* _PROBLEM TO WORK ON_
Copy out every record below with complete accuracy.

▽

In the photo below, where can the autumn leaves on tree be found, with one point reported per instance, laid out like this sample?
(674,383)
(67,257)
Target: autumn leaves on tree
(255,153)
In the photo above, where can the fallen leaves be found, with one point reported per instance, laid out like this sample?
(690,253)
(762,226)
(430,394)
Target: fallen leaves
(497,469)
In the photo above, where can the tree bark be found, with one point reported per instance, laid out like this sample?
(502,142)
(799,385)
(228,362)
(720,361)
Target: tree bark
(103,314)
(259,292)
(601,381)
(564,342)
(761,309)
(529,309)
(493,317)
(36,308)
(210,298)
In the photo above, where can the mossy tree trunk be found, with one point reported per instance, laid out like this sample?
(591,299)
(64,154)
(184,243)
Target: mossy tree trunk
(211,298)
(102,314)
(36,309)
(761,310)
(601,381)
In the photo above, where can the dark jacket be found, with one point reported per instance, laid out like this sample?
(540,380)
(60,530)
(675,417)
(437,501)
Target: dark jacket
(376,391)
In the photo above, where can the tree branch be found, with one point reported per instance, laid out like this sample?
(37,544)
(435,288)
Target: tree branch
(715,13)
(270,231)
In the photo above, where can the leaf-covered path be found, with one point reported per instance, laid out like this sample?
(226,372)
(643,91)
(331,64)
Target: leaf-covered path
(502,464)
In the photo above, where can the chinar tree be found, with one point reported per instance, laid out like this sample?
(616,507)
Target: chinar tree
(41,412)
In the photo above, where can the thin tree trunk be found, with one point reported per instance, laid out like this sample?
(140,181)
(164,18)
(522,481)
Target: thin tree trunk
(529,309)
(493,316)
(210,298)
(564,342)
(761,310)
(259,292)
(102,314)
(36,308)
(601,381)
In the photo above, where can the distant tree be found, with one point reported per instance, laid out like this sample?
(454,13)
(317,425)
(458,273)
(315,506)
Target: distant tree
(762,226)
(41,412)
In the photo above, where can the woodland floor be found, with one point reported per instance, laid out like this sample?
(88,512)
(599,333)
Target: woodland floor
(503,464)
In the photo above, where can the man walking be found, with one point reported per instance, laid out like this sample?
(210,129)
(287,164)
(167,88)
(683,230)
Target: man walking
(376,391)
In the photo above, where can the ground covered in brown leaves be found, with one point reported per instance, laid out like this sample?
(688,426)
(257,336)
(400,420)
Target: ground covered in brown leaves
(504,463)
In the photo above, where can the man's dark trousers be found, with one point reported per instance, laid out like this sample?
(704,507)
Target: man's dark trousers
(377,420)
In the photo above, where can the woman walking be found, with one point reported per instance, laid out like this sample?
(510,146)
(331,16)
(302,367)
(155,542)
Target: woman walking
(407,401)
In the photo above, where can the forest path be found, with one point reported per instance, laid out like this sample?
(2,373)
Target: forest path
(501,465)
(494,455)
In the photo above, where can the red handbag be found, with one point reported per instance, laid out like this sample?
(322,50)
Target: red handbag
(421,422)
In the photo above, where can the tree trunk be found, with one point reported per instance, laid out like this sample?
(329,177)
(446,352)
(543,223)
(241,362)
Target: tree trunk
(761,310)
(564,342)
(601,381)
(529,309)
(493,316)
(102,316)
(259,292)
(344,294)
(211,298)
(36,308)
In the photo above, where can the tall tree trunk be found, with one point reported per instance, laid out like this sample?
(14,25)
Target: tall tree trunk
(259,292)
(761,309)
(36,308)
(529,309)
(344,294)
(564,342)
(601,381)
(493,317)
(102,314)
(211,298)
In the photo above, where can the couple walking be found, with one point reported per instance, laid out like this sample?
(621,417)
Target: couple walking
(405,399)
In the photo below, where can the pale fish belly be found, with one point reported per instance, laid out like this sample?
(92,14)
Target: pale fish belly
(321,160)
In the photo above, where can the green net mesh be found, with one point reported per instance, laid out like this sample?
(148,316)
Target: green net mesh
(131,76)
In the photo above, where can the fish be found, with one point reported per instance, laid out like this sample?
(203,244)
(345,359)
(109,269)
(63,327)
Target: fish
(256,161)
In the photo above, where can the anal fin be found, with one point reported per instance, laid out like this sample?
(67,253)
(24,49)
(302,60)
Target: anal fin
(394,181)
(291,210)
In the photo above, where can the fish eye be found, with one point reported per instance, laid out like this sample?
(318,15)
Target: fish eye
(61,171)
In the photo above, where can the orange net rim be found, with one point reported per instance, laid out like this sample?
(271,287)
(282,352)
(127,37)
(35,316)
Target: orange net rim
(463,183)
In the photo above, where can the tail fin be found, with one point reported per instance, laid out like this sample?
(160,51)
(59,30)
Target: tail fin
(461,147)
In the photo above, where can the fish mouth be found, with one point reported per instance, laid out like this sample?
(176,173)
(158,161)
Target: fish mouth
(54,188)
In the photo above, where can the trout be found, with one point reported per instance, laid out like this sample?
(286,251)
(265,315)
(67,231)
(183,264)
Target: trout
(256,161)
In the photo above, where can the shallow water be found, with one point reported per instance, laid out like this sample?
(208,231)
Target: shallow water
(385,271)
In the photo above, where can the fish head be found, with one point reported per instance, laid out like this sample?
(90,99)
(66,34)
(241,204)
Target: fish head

△

* _REPLY_
In the photo below, where can the autumn leaves on tree be found, with one point reported per instance, laid out like this sample?
(674,383)
(67,257)
Target: autumn leaves on tree
(255,153)
In the photo above, where can the fallen leaves be found, with one point reported per instance, laid out like this sample?
(690,253)
(762,226)
(430,394)
Target: fallen leaves
(497,469)
In the photo above, where can the tree bark be found, with one point reported per instance, laid out like this sample?
(502,142)
(799,385)
(228,362)
(720,361)
Target: tree bark
(103,314)
(259,292)
(601,381)
(564,342)
(761,309)
(529,309)
(493,317)
(36,308)
(210,298)
In the photo above, where can the mossy tree trunk be found, with one point reported per instance, laid out like this sample?
(591,299)
(64,154)
(184,243)
Target: mossy tree trunk
(211,298)
(102,314)
(36,309)
(761,310)
(601,381)
In the photo above, where can the dark jacket be found, with one point reported per instance, laid out like this sample?
(540,380)
(60,530)
(675,417)
(437,501)
Target: dark jacket
(376,391)
In the photo above, where can the tree branch be found, with one point reported per instance, laid out like this sample?
(37,544)
(435,288)
Target: tree branch
(715,13)
(270,231)
In the photo above, where can the leaf-covered path be found, with one point reported per instance, laid out like this sample?
(226,372)
(643,91)
(331,64)
Target: leaf-covered path
(502,464)
In the photo above, where can the chinar tree be found, with one point reported per instance, laid out like this sample?
(616,507)
Target: chinar tree
(41,412)
In the photo above, where can the thin tree trunk be found, with one point reported per instance, laid out like this sample?
(140,181)
(164,18)
(522,481)
Target: thin tree trunk
(529,309)
(493,316)
(210,298)
(564,342)
(761,310)
(259,292)
(102,314)
(36,308)
(601,381)
In the photo above, where can the distant tree be found, with one point reported per instance, laid out like this sample?
(454,13)
(317,425)
(458,273)
(315,506)
Target: distant tree
(762,226)
(41,412)
In the photo above, where can the woodland floor be found, with one point reported per instance, laid out like this sample?
(88,512)
(599,333)
Target: woodland floor
(503,464)
In the photo above, where can the man walking be found, with one point reported per instance, laid out like this sample?
(210,129)
(287,164)
(167,88)
(683,230)
Target: man walking
(376,391)
In the photo above, where can the ground covered in brown leaves be found, with one point reported per instance, laid out like this sample?
(688,426)
(257,336)
(400,420)
Target: ground covered in brown leaves
(504,463)
In the photo above, where can the man's dark trousers be found, with one point reported per instance, laid out like this sample?
(704,507)
Target: man's dark trousers
(377,420)
In the photo above, where can the woman walking be found, with one point reported per instance, laid out like this sample?
(510,146)
(331,16)
(302,367)
(155,542)
Target: woman walking
(407,401)
In the photo above, where can the forest path be found, with one point reported per instance, laid out like this sample?
(2,373)
Target: forest path
(501,465)
(494,455)
In the photo above, where can the red handbag be found, with one point reported per instance, laid out like this sample?
(322,50)
Target: red handbag
(421,422)
In the photo above, where can the tree trunk be found, with one point reported per instance, laid out like this sample?
(329,177)
(446,352)
(543,223)
(241,362)
Target: tree trunk
(761,310)
(564,342)
(601,381)
(529,309)
(493,316)
(102,316)
(259,292)
(344,294)
(211,298)
(36,308)
In the photo above, where can the tall tree trunk be found, with one point reported per instance, laid out like this sample?
(14,25)
Target: tall tree trunk
(259,292)
(761,309)
(36,308)
(529,309)
(344,294)
(564,342)
(601,381)
(493,317)
(102,314)
(211,298)
In the photo above, where can the couple walking be found, with one point reported per instance, laid out like this sample?
(621,417)
Target: couple walking
(405,399)
In the photo below, where can the pale fish belly be found, with one point reported per instance, laid out like this sample?
(92,14)
Target: pale fish belly
(321,160)
In the photo above, where can the green net mesh be found, with one point reported per instance, laid out like this sample?
(148,316)
Target: green net mesh
(131,76)
In the photo above, where can the fish be found, with one point reported per instance, laid out like this sample?
(203,244)
(345,359)
(109,269)
(63,327)
Target: fish
(256,161)
In the photo above, where can the anal fin be found, with one point reported per instance, laid out like this sample?
(67,253)
(24,49)
(302,60)
Target: anal fin
(394,181)
(291,210)
In the photo above, where can the fish eye be found, with one point reported per instance, laid out like this sample?
(318,15)
Target: fish eye
(61,171)
In the photo above, where can the orange net rim be found, with one point reported per instance, laid out like this sample?
(271,287)
(282,352)
(127,37)
(35,316)
Target: orange net rim
(463,183)
In the photo above, where can the tail fin be found, with one point reported per instance, laid out like this sample?
(160,51)
(59,30)
Target: tail fin
(461,147)
In the photo above, where can the fish mouth be found, with one point reported per instance, laid out like this sample?
(176,173)
(158,161)
Target: fish mouth
(54,188)
In the photo above, where can the trout be found, with one point reported per instance, laid out like this sample?
(286,251)
(265,315)
(67,231)
(183,264)
Target: trout
(256,161)
In the photo above, where can the shallow water be found, with one point reported per instance, laid out like this sample?
(208,231)
Target: shallow water
(385,271)
In the photo above, where can the fish head be found, with one point reported per instance, laid out like this sample?
(90,99)
(66,34)
(241,204)
Target: fish head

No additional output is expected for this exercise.